▶ **Work to be completed**:
Reproduce all of the data below, replacing every occurrence of "sample output" with "reference output" and leaving everything else unchanged.

____ The records

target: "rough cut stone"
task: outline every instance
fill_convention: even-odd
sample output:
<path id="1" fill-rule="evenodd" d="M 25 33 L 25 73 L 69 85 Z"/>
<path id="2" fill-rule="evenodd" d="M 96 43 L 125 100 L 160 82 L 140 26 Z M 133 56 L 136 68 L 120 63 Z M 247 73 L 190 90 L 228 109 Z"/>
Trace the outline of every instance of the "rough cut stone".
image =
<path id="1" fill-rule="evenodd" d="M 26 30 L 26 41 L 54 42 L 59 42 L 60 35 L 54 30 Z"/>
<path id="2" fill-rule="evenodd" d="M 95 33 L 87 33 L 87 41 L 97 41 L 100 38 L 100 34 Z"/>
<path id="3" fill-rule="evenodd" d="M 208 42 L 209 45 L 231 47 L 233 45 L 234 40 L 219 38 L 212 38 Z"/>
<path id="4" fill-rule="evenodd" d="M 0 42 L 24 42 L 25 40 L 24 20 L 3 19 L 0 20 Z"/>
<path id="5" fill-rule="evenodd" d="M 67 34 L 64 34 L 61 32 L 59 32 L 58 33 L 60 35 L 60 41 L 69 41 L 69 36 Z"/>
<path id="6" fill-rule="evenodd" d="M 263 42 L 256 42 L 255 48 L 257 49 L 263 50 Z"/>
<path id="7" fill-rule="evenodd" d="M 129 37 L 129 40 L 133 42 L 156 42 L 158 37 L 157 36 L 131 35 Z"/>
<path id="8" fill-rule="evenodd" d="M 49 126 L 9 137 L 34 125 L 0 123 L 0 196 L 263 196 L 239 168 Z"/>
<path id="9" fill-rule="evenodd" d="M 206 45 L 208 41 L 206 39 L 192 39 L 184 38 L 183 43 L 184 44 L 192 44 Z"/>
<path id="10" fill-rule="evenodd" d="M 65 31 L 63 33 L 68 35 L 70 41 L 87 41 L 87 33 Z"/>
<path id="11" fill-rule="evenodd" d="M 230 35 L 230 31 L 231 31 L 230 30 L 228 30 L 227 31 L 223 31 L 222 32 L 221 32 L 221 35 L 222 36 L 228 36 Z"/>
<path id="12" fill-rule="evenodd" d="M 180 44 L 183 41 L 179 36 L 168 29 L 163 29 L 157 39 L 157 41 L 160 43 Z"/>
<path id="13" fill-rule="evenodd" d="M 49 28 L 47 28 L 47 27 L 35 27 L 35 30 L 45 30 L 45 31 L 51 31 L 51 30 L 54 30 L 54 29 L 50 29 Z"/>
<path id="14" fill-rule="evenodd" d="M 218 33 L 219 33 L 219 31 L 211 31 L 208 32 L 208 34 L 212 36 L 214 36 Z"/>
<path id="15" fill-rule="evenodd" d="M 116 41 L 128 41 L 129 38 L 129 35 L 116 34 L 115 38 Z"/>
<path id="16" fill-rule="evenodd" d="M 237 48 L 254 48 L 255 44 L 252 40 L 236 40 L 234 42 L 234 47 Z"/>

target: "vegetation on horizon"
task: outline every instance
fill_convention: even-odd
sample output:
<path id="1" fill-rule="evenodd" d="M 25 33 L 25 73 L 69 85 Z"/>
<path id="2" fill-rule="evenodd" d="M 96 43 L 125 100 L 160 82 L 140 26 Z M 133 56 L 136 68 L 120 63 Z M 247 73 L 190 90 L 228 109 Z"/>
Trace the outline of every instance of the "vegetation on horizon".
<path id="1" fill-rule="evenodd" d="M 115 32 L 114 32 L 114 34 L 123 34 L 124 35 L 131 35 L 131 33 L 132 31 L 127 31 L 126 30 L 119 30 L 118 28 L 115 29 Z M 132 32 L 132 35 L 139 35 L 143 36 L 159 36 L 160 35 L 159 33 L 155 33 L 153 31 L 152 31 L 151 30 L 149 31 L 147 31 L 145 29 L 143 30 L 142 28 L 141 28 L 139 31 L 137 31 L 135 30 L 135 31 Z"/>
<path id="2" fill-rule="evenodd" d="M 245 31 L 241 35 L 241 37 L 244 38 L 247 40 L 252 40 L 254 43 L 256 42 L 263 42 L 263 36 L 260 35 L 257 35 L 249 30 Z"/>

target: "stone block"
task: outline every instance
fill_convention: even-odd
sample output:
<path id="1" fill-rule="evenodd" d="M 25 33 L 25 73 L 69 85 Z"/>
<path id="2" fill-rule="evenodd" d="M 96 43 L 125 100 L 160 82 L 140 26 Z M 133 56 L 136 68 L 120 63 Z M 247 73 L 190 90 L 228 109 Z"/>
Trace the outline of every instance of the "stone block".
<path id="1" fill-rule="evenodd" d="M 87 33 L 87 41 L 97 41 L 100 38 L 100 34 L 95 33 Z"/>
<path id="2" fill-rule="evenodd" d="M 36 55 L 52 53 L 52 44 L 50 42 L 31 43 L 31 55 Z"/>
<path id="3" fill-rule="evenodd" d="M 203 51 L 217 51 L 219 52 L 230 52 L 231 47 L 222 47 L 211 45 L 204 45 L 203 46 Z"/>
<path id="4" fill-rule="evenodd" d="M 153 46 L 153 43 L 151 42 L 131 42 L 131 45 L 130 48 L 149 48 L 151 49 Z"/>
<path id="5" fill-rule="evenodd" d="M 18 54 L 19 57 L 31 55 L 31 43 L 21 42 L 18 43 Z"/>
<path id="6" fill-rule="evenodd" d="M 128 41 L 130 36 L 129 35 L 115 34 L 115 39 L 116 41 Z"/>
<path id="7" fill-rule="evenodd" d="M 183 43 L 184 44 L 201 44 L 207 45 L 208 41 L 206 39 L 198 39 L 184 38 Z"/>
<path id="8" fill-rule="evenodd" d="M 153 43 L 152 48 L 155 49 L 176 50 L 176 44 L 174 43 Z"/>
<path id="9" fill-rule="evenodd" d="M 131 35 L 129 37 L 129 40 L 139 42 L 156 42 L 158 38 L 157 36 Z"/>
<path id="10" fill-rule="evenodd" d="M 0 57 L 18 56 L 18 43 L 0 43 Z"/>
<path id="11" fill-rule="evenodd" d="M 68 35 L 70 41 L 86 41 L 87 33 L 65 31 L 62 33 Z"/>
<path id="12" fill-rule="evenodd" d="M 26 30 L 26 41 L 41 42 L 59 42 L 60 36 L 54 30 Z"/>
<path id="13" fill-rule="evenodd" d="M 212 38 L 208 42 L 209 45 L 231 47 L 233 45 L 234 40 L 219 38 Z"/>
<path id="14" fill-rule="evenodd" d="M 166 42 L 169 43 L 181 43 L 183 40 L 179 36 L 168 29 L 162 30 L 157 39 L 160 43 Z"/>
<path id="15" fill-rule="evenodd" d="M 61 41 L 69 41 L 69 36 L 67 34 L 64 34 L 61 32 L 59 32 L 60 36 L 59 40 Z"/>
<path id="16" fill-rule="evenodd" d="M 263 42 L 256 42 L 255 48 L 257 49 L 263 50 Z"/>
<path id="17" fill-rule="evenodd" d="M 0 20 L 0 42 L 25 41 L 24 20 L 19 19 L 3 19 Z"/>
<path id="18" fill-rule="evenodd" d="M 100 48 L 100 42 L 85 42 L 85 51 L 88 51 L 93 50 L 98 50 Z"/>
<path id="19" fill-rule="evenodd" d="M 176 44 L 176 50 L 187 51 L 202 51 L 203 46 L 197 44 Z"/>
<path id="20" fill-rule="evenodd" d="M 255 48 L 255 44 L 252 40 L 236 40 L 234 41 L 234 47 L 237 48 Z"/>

________

▶ **Reply**:
target: "rough cut stone"
task: outline every instance
fill_convention: even-odd
reference output:
<path id="1" fill-rule="evenodd" d="M 25 33 L 25 73 L 69 85 Z"/>
<path id="2" fill-rule="evenodd" d="M 96 43 L 125 100 L 160 82 L 140 26 Z M 133 56 L 136 68 L 120 63 Z M 247 73 L 190 90 L 228 109 Z"/>
Trace the outline of every instance of the "rough cut stone".
image =
<path id="1" fill-rule="evenodd" d="M 26 30 L 26 41 L 54 42 L 59 42 L 60 35 L 54 30 Z"/>
<path id="2" fill-rule="evenodd" d="M 95 33 L 87 33 L 87 41 L 97 41 L 100 38 L 100 34 Z"/>
<path id="3" fill-rule="evenodd" d="M 208 42 L 209 45 L 231 47 L 233 45 L 234 40 L 219 38 L 212 38 Z"/>
<path id="4" fill-rule="evenodd" d="M 0 42 L 24 42 L 25 40 L 24 20 L 3 19 L 0 20 Z"/>
<path id="5" fill-rule="evenodd" d="M 67 34 L 64 34 L 61 32 L 59 32 L 58 33 L 60 35 L 60 41 L 69 41 L 69 36 Z"/>
<path id="6" fill-rule="evenodd" d="M 263 42 L 256 42 L 255 48 L 257 49 L 263 50 Z"/>
<path id="7" fill-rule="evenodd" d="M 129 37 L 129 40 L 133 42 L 156 42 L 158 37 L 157 36 L 131 35 Z"/>
<path id="8" fill-rule="evenodd" d="M 49 126 L 9 137 L 34 125 L 0 123 L 0 196 L 263 196 L 239 168 Z"/>
<path id="9" fill-rule="evenodd" d="M 206 45 L 208 41 L 206 39 L 192 39 L 184 38 L 183 43 L 184 44 L 192 44 Z"/>
<path id="10" fill-rule="evenodd" d="M 65 31 L 63 33 L 68 35 L 70 41 L 87 41 L 87 33 Z"/>
<path id="11" fill-rule="evenodd" d="M 230 35 L 230 31 L 231 31 L 230 30 L 228 30 L 227 31 L 223 31 L 222 32 L 221 32 L 221 35 L 222 36 L 228 36 Z"/>
<path id="12" fill-rule="evenodd" d="M 180 44 L 183 41 L 179 36 L 168 29 L 163 29 L 157 39 L 157 41 L 160 43 Z"/>
<path id="13" fill-rule="evenodd" d="M 49 28 L 47 28 L 47 27 L 35 27 L 35 30 L 45 30 L 45 31 L 51 31 L 51 30 L 54 30 L 54 29 L 50 29 Z"/>
<path id="14" fill-rule="evenodd" d="M 218 33 L 219 33 L 219 31 L 211 31 L 208 32 L 208 34 L 212 36 L 214 36 Z"/>
<path id="15" fill-rule="evenodd" d="M 116 41 L 128 41 L 129 38 L 129 35 L 116 34 L 115 38 Z"/>
<path id="16" fill-rule="evenodd" d="M 237 48 L 254 48 L 255 44 L 252 40 L 236 40 L 234 42 L 234 47 Z"/>

target: "vegetation on horizon"
task: outline every instance
fill_convention: even-odd
reference output:
<path id="1" fill-rule="evenodd" d="M 25 33 L 25 73 L 69 85 Z"/>
<path id="2" fill-rule="evenodd" d="M 96 43 L 125 100 L 160 82 L 140 26 Z M 133 56 L 136 68 L 120 63 Z M 247 73 L 190 90 L 228 109 Z"/>
Trace the outline of every instance of the "vegetation on horizon".
<path id="1" fill-rule="evenodd" d="M 115 32 L 114 32 L 114 34 L 123 34 L 124 35 L 131 35 L 131 33 L 132 31 L 127 31 L 126 30 L 119 30 L 118 28 L 115 29 Z M 132 32 L 132 35 L 139 35 L 143 36 L 159 36 L 160 35 L 159 33 L 155 33 L 153 31 L 152 31 L 151 30 L 149 31 L 147 31 L 145 29 L 143 30 L 142 28 L 141 28 L 139 31 L 137 31 L 135 30 L 135 31 Z"/>
<path id="2" fill-rule="evenodd" d="M 245 31 L 241 35 L 241 37 L 244 38 L 247 40 L 252 40 L 254 43 L 256 42 L 263 42 L 263 36 L 260 35 L 257 35 L 249 30 Z"/>

target: "stone block"
task: outline every instance
fill_convention: even-odd
reference output:
<path id="1" fill-rule="evenodd" d="M 25 33 L 25 73 L 69 85 Z"/>
<path id="2" fill-rule="evenodd" d="M 96 43 L 125 100 L 160 82 L 140 26 Z M 133 56 L 136 68 L 120 63 Z M 247 73 L 190 90 L 228 109 Z"/>
Trace the outline of every instance of the "stone block".
<path id="1" fill-rule="evenodd" d="M 87 33 L 87 41 L 97 41 L 100 38 L 100 34 L 95 33 Z"/>
<path id="2" fill-rule="evenodd" d="M 36 55 L 52 53 L 52 44 L 50 42 L 31 43 L 31 55 Z"/>
<path id="3" fill-rule="evenodd" d="M 203 51 L 217 51 L 219 52 L 230 52 L 231 47 L 222 47 L 211 45 L 204 45 L 203 46 Z"/>
<path id="4" fill-rule="evenodd" d="M 153 46 L 153 43 L 151 42 L 131 42 L 131 45 L 130 48 L 149 48 L 151 49 Z"/>
<path id="5" fill-rule="evenodd" d="M 18 54 L 19 57 L 31 55 L 31 43 L 21 42 L 18 43 Z"/>
<path id="6" fill-rule="evenodd" d="M 128 41 L 130 36 L 129 35 L 115 34 L 115 39 L 116 41 Z"/>
<path id="7" fill-rule="evenodd" d="M 183 43 L 184 44 L 201 44 L 207 45 L 208 41 L 206 39 L 198 39 L 184 38 Z"/>
<path id="8" fill-rule="evenodd" d="M 153 43 L 152 48 L 155 49 L 176 50 L 176 44 L 174 43 Z"/>
<path id="9" fill-rule="evenodd" d="M 131 35 L 129 37 L 129 40 L 139 42 L 156 42 L 158 38 L 157 36 Z"/>
<path id="10" fill-rule="evenodd" d="M 0 57 L 18 56 L 18 43 L 0 43 Z"/>
<path id="11" fill-rule="evenodd" d="M 68 35 L 70 41 L 86 41 L 87 33 L 65 31 L 62 33 Z"/>
<path id="12" fill-rule="evenodd" d="M 26 30 L 26 41 L 41 42 L 59 42 L 60 36 L 54 30 Z"/>
<path id="13" fill-rule="evenodd" d="M 212 38 L 208 42 L 209 45 L 231 47 L 233 45 L 234 40 L 219 38 Z"/>
<path id="14" fill-rule="evenodd" d="M 166 42 L 169 43 L 181 43 L 183 40 L 179 36 L 168 29 L 162 30 L 157 39 L 160 43 Z"/>
<path id="15" fill-rule="evenodd" d="M 61 41 L 69 41 L 69 36 L 67 34 L 64 34 L 61 32 L 59 32 L 60 36 L 59 40 Z"/>
<path id="16" fill-rule="evenodd" d="M 263 42 L 256 42 L 255 48 L 257 49 L 263 50 Z"/>
<path id="17" fill-rule="evenodd" d="M 0 20 L 0 42 L 25 41 L 24 20 L 19 19 L 3 19 Z"/>
<path id="18" fill-rule="evenodd" d="M 100 48 L 100 42 L 85 42 L 85 51 L 88 51 L 93 50 L 98 50 Z"/>
<path id="19" fill-rule="evenodd" d="M 176 44 L 176 50 L 187 51 L 202 51 L 203 46 L 197 44 Z"/>
<path id="20" fill-rule="evenodd" d="M 255 48 L 255 44 L 252 40 L 236 40 L 234 41 L 234 47 L 237 48 Z"/>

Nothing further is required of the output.